[Begin Entries shown]

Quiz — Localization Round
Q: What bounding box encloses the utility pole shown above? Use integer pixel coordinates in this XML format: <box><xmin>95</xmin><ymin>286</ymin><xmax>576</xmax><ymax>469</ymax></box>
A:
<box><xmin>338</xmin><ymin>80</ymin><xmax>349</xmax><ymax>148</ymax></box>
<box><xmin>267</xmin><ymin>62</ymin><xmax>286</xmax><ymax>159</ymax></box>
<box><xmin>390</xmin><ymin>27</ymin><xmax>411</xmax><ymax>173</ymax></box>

[End Entries shown]

**What the task requires**
Please reproduce every one of the lines above without changing anything.

**Solution to the exercise**
Quiz — Localization Round
Q: What bounding box encloses the utility pole shown above? Use integer pixel coordinates in this XML format: <box><xmin>95</xmin><ymin>286</ymin><xmax>576</xmax><ymax>469</ymax></box>
A:
<box><xmin>338</xmin><ymin>80</ymin><xmax>349</xmax><ymax>148</ymax></box>
<box><xmin>267</xmin><ymin>62</ymin><xmax>286</xmax><ymax>159</ymax></box>
<box><xmin>390</xmin><ymin>27</ymin><xmax>411</xmax><ymax>173</ymax></box>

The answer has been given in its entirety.